What you will do: Convert the records below into a Markdown table with two columns, Row and Text, giving each nonblank line its own numbered row. Omit the pictures.

Dataset records:
------------------------------------
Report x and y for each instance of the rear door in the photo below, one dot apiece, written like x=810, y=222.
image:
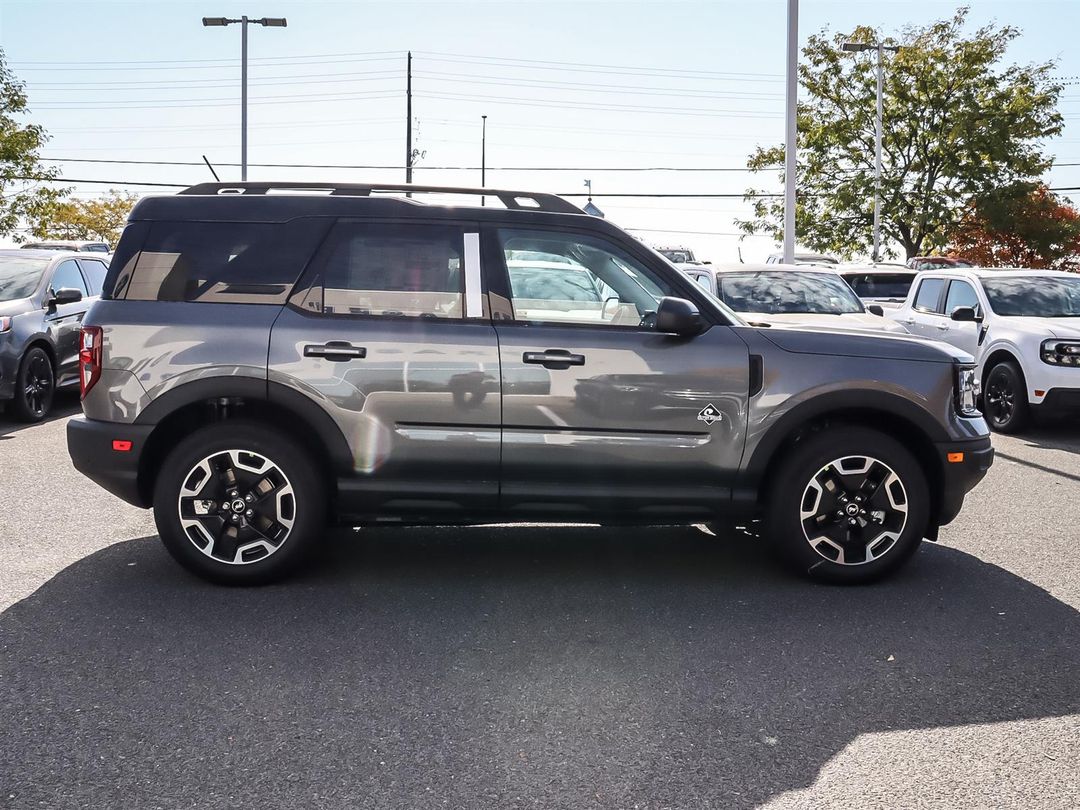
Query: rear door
x=388, y=334
x=65, y=320
x=602, y=414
------------------------------------
Solved exercise:
| Row | Text |
|---|---|
| 1 | Report x and y for each instance of the rear door in the photo below, one dot apiece, written like x=810, y=222. |
| 2 | image: |
| 3 | Query: rear door |
| 4 | x=388, y=334 |
| 5 | x=65, y=320 |
| 6 | x=602, y=414 |